(Beginning of SOURCE TEXT)

Two teams that haven’t won the World Series in more than two decades went all in at the July 31 trade deadline.

One team with a $230 million payroll and a 27-year drought did not.

The Kansas City Royals and Toronto Blue Jays acted as if they were desperate to win this year. The Los Angeles Dodgers did not.

The Dodgers still have a team good enough to win a first World Series since 1988. For all that money—and it’s actually more than $300 million, if you count the cash the Dodgers have included in trades—they ought to have a chance.

But for all that money, shouldn’t they have more than just a chance? If they were desperate to win this year, shouldn’t they have ended up with David Price or Cole Hamels as their big pitching addition, not Mat Latos?

Latos has talent, and scouts who saw him over the last month will tell you that he looked as good as his July numbers (a 1.80 ERA in three starts after coming off the disabled list) would indicate. Also, as a free agent at the end of the season, there’s more chance that he’ll be motivated and less chance that he’ll disrupt an already volatile clubhouse.

But he’s not Price, the left-hander who went to the Blue Jays and showed again in his Monday debut why he was considered the top talent on the market.

Many people in baseball expected the Dodgers to get Price, especially after Hamels went from the Philadelphia Phillies to the Texas Rangers. But when the Dodgers made it clear to the Detroit Tigers that all of their top prospects would be off-limits in trade talks (not just Corey Seager and Julio Urias, but lesser names like Jose De Leon, as well), the talks never got serious.

The Tigers quickly understood that they could do better by sending Price elsewhere, and in the deal with Toronto, they got three quality left-handed pitchers. The Dodgers got Latos, Alex Wood, Luis Avilan and Jim Johnson without parting with any top young prospects because they were willing to take on so much salary in what became a three-way deal with the Miami Marlins and Atlanta Braves.

(End of SOURCE TEXT)
(Beginning of RECORDS PROVIDED)

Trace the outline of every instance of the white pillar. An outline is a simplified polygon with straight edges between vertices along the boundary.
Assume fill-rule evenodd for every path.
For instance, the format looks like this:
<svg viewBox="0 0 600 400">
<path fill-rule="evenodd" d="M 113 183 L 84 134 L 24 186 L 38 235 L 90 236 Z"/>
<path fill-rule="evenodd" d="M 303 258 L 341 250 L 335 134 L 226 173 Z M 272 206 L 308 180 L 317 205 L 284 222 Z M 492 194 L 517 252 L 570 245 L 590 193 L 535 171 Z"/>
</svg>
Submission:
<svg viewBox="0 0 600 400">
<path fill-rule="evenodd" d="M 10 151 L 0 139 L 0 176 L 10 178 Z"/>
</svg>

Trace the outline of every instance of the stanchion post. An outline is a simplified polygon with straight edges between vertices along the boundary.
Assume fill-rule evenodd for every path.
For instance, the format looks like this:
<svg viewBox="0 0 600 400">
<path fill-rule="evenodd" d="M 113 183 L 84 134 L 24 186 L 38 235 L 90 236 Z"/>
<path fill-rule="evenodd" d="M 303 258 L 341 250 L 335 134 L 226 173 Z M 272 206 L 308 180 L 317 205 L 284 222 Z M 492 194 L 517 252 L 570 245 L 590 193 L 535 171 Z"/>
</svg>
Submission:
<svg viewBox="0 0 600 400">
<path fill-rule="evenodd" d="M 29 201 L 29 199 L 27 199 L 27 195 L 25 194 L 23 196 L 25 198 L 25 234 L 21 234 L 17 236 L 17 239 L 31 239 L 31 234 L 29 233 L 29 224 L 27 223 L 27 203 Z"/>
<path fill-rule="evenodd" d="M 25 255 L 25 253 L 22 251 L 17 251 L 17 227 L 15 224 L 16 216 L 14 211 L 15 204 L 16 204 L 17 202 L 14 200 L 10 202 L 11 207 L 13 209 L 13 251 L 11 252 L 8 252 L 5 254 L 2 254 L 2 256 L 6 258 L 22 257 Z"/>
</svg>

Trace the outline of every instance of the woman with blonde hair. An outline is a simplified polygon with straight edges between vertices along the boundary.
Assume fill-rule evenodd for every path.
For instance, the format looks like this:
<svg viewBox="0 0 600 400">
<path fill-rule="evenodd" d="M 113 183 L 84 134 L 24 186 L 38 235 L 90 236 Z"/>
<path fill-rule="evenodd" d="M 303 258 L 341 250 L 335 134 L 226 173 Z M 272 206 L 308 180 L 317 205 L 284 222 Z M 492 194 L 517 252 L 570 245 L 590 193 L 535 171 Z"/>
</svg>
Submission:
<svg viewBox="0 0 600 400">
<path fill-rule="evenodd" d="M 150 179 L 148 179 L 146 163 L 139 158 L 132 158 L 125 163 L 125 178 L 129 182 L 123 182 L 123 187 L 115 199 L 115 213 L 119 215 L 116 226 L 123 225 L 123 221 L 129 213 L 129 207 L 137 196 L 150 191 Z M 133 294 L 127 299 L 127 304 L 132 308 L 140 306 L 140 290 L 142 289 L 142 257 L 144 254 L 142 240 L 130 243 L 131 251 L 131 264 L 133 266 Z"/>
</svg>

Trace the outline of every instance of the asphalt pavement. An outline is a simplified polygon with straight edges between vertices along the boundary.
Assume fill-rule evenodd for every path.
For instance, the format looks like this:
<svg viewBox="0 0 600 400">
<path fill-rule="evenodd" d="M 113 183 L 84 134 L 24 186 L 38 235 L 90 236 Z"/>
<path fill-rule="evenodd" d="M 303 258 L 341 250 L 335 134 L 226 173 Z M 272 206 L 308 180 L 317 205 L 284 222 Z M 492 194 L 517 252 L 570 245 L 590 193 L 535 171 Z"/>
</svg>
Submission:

(End of RECORDS PROVIDED)
(Beginning of RECORDS PROVIDED)

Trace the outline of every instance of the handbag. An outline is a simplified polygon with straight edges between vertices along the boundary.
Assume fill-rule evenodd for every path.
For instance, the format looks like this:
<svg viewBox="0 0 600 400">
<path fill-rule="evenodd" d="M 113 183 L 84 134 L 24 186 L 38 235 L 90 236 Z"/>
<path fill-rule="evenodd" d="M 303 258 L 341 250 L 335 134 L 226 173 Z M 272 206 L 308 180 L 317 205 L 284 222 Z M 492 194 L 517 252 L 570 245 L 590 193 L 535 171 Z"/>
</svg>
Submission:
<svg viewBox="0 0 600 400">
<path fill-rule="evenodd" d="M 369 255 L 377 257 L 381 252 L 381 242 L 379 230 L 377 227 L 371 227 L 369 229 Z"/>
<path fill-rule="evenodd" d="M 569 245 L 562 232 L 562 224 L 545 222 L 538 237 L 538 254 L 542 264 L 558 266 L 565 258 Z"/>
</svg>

(End of RECORDS PROVIDED)
(Beginning of RECORDS PROVIDED)

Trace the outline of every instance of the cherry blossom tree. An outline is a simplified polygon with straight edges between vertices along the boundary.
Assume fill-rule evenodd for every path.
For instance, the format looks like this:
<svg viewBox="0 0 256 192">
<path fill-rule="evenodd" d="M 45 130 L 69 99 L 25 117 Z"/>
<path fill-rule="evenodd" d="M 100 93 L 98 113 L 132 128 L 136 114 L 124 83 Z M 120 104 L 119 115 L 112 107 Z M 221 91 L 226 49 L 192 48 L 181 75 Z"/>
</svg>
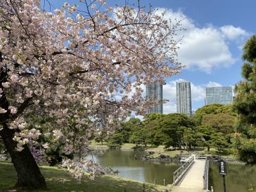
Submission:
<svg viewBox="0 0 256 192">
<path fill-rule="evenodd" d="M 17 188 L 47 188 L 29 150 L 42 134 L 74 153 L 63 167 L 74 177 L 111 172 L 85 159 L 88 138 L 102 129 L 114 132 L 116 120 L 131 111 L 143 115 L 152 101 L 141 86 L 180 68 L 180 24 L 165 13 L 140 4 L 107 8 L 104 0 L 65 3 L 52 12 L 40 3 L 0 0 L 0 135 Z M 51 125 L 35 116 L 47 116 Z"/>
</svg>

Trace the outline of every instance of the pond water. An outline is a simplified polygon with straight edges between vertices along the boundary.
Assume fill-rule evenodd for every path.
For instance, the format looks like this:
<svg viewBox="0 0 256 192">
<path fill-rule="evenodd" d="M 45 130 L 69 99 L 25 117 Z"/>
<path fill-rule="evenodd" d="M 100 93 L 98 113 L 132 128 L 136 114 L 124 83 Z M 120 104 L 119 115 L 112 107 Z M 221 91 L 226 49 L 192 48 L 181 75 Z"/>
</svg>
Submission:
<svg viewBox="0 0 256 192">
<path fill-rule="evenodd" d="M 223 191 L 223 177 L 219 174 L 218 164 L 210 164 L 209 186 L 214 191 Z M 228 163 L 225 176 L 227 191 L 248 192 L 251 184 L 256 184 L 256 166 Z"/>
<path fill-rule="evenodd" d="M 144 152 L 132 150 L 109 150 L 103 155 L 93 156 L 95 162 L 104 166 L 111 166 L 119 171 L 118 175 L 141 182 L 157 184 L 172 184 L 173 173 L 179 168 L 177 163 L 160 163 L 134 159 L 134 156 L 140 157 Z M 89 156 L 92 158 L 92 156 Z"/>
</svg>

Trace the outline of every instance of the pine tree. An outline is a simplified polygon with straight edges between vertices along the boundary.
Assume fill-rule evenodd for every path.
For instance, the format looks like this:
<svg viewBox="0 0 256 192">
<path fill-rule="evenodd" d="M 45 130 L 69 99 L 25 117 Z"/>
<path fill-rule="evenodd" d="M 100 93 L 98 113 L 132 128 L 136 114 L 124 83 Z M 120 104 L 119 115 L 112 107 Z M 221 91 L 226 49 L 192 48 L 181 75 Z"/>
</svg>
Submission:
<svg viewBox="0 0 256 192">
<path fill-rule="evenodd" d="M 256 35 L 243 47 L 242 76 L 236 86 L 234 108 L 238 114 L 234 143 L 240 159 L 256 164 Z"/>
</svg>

(End of RECORDS PROVIDED)

• **WHAT YOU HAVE TO DO**
Reproduce the part of the trade deadline text between "The Kansas City" and "not Mat Latos?", inclusive.

• **EXERCISE SOLUTION**
The Kansas City Royals and Toronto Blue Jays acted as if they were desperate to win this year. The Los Angeles Dodgers did not.

The Dodgers still have a team good enough to win a first World Series since 1988. For all that money—and it’s actually more than $300 million, if you count the cash the Dodgers have included in trades—they ought to have a chance.

But for all that money, shouldn’t they have more than just a chance? If they were desperate to win this year, shouldn’t they have ended up with David Price or Cole Hamels as their big pitching addition, not Mat Latos?